CONSIGNA 1: Extrae sin cambios el fragmento del texto sobre los módulos del sistema 8088 que empieza con "En la parte" y sigue hasta "7 del 8259.".
CONSIGNA 2: Según el texto sobre los módulos del sistema 8088, ¿a qué entrada del 8259 se dirige la señal de interrupción que envía el coprocesador matemático 8087?

SECCIÓN DEL DOCUMENTO:
═══
En la parte inferior justo encima donde va la leyenda del sistema minimo  8088 hay una linea solitaria que tiene un proposito pero mas para la placa del modo maximo, por esa linea ira una señal INT de peticion de interrupcion desde el co-procesador matematico 8087  hacia el modulo 8259  que se podria usar o no y  esa linea tiene su prolongacion  en la placa de slot para recibirla mediante un cable solitario dirigiendose a la Int 7 del 8259.

En la siguiente imagen de cuatro modulos, las dos tarjetitas de arriba son el modulo 82C59 encargado de de las interrupciones y a su lado el modulo de las comunicaciones seriales MC68B50 claro que podemos usar cualquier otro chip UART , me gustaria mas adelante usar algun chip que contenga en su interior dos canales seriales TX y RX  asi uno se usa para comunicarse con la PC y el otro lo usamos para otros menesteres o aplicaciones como puede ser conectarle un modulo Bluetooh y pues enlazar comandos desde un celular pero aun asi si se puede hacer duplicando la tarjeta ACIA y asignandole otra direccion habilitada , eso si lo he dejado configurado para permitir usar dos ACIA o dos PPI 82C55 mediante seleccion de jumpers de tal modo que en esa direccion disponible la podemos utilizar para un duplicado o bien de un modulo PPI o bien un modulo ACIA (o uno o el otro no ambos ) en cambio el modulo de interrupciones tiene una direccion de seleccion fija osea no podemos andar cambiandole de direccion con los jumpers y asi sera mejor, eso tambien lo he implementado para el modulo PIC y PTC del sistema minimo Z80.
Debajo vemos los modulos del PPi 82C55 y el Modulo PTC 82C53/54 , bueno el modulo PPI para este caso ya mencionamos que tiene dos direcciones habiles seleccionables por un jumper de ese modo podriamos instalarle 2 modulos PPI siendo una lo habitual y la segunda la ampliacion por si nos faltara mas lineas de input/output para algun uso , en cambio el modulo PTC  82C54 al igual que el de interrupciones solo tiene una direccion fija y no va ningun selector de jumper, esto lo he dispuesto asi porque es preferible que los modulos PIC y PTC tengan una direccion fija para la hora de andar diseñandole algun programa no se anden mareando con ello jeje, en el caso del modulo I2C tambien esta previsto que tendra una linea de direccion tambien fija . 
Para el caso de entablar la comunicacion serial nesesitamos tambien el modulo 82C59 instalado porque tenemos que usar las interrupciones, pero a manera de prueba podria usar la linea /NMI hasta dejar a punto la rutina de interrupcion manejada por el propio 82C59 y dejamos luego la linea NMI para emergencias como corresponde.
═══
Extractos de datos de anotación de puntos:
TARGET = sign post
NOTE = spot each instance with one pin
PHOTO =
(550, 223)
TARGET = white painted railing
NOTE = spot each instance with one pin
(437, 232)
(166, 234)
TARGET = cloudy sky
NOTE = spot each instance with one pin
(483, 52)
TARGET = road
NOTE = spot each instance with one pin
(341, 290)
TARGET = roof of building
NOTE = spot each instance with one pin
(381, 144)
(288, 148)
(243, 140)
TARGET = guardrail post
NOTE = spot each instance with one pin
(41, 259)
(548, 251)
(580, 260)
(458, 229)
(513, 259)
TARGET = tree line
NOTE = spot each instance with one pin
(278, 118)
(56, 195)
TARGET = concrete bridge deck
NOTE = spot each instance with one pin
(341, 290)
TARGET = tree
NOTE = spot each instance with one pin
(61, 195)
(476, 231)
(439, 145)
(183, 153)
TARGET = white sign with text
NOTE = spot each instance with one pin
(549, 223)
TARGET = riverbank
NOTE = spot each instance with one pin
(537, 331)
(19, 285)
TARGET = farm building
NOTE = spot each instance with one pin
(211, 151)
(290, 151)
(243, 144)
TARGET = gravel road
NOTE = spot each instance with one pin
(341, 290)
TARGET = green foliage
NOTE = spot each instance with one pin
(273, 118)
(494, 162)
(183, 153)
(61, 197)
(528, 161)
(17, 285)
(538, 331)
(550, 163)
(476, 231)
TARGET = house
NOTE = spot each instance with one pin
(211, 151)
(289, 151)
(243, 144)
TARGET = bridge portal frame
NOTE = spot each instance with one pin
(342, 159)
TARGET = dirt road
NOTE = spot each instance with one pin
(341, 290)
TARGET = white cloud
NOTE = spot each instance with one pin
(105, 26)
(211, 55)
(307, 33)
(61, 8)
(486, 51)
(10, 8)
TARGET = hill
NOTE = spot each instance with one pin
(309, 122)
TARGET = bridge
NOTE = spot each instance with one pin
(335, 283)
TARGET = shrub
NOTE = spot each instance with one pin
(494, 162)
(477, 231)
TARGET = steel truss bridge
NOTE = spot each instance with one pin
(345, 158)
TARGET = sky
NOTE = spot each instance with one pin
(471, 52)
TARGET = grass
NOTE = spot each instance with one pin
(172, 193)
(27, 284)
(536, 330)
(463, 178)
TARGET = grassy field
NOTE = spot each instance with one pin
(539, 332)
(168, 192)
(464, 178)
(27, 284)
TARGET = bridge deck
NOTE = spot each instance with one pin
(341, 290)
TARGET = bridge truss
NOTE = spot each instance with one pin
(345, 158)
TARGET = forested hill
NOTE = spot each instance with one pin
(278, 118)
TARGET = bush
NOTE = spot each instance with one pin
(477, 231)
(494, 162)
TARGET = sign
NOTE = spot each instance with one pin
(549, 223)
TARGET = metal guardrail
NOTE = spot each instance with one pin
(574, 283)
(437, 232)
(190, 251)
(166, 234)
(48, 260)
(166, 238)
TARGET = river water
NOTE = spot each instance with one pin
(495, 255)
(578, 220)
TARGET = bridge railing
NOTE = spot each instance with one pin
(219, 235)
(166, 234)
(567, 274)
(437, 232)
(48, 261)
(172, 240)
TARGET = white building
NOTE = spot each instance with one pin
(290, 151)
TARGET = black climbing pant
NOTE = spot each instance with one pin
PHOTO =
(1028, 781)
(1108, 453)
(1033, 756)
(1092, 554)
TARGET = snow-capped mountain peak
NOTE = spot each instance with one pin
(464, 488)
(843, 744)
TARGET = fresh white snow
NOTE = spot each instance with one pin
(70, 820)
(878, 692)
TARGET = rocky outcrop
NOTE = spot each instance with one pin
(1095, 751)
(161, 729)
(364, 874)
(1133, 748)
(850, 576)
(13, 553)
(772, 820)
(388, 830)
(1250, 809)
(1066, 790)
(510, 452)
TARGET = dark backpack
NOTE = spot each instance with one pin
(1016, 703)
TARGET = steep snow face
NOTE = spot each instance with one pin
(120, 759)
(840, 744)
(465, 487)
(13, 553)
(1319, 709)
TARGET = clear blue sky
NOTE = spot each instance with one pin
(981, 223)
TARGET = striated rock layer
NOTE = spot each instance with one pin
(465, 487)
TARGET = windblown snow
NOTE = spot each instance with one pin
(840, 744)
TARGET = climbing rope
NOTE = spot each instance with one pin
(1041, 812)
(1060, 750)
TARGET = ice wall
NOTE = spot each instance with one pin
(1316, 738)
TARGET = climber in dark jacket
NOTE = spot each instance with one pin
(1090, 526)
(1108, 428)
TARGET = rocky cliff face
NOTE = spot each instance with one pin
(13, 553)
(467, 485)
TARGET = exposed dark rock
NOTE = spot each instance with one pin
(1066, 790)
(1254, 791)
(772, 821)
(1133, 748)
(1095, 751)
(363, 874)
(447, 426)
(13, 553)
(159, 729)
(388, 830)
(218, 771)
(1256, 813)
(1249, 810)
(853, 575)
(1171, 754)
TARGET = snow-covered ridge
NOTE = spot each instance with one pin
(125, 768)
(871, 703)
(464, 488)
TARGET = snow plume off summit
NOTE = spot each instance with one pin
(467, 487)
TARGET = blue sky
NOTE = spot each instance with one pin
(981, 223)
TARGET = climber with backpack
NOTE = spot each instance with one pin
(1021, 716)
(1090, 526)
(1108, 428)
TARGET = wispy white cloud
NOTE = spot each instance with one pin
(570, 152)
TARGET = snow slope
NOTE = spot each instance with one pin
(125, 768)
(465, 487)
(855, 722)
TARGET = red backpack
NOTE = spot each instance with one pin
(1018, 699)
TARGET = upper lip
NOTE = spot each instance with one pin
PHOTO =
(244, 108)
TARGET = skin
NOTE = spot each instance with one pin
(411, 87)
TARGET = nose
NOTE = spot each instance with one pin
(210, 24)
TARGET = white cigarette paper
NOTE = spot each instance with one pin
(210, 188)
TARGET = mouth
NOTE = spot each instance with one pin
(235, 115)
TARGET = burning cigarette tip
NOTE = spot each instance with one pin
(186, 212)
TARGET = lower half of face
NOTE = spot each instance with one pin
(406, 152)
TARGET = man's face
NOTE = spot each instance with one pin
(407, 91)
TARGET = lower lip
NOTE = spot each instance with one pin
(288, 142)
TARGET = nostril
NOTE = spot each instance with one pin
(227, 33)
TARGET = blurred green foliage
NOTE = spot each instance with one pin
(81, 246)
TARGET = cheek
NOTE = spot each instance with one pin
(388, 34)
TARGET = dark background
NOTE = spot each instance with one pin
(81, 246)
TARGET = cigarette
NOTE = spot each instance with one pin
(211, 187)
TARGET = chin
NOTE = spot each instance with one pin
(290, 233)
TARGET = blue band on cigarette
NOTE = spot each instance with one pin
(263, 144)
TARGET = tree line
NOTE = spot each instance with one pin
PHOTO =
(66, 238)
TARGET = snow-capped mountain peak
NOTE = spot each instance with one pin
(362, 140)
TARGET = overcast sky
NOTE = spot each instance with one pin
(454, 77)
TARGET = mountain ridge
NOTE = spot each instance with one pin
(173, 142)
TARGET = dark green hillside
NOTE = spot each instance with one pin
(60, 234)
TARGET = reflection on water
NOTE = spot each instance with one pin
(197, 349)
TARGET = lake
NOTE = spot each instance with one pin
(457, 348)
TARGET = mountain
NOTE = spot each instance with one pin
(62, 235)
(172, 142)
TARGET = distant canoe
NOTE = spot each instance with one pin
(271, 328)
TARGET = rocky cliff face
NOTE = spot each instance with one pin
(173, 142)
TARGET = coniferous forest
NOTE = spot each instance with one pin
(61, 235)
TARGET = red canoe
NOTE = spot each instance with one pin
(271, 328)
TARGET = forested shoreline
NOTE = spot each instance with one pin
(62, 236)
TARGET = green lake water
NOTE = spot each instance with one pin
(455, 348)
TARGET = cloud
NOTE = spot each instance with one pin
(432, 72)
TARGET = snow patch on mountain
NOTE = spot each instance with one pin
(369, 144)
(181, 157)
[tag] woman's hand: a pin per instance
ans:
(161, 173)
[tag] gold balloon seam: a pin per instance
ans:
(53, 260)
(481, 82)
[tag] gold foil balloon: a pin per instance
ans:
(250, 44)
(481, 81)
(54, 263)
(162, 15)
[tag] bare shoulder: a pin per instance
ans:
═══
RESPUESTA 1:
En la parte inferior justo encima donde va la leyenda del sistema minimo  8088 hay una linea solitaria que tiene un proposito pero mas para la placa del modo maximo, por esa linea ira una señal INT de peticion de interrupcion desde el co-procesador matematico 8087  hacia el modulo 8259  que se podria usar o no y  esa linea tiene su prolongacion  en la placa de slot para recibirla mediante un cable solitario dirigiendose a la Int 7 del 8259.

RESPUESTA 2: A la Int 7 del 8259.